▸ **DIRECTIVE**:
Reproduce each of the items below word for word, keeping every line unchanged.
___ RECORD SET
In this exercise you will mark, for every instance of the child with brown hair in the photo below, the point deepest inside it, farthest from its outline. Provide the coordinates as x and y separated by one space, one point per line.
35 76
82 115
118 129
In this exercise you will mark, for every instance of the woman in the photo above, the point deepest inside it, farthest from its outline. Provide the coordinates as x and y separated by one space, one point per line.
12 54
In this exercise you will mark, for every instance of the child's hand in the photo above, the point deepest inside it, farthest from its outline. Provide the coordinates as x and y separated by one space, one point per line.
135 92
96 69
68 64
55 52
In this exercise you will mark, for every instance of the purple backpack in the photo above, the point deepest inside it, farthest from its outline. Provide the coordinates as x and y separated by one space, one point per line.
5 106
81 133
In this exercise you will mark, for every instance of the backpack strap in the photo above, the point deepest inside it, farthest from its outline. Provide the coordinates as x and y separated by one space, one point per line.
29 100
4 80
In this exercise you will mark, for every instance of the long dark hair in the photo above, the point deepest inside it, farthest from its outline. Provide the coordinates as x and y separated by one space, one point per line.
______
▸ **WRITTEN REPLY**:
In this exercise you will mark, for every instance of the child with brown hair in the photo below, the point deepest inside it, farthest from its outline. Provide the coordinates as x and y separated by one space, one point per line.
35 76
82 115
118 129
In this exercise you will mark, for every instance of the woman in the photo above, the point deepest inside it, farthest from its outline. Provide the coordinates as x and y separated by one space, one point per line.
12 54
In this exercise you will mark, for every instance of the child's hand in the photo above, the point deepest inside it, farthest from its outline. Provide the coordinates as x and y separated by one space, one point per line.
135 92
96 69
68 64
55 52
In this exercise you will mark, for every instance of the purple backpack in the photo above, the point deepest inside it, farthest from its outline. Provide the coordinates as x and y separated by one space, one point per line.
5 106
81 133
In this exercise you will mark, for every instance of the backpack strap in the photo above, the point deepest inside it, farthest from its outline. Provide the coordinates as x and y separated by one space, one point per line.
29 100
4 80
In this exercise you will mark, for every instance of the long dark hair in the photo above, the point deepest inside it, farthest from its outline. Provide the coordinates as x and y separated by one space, one point per line.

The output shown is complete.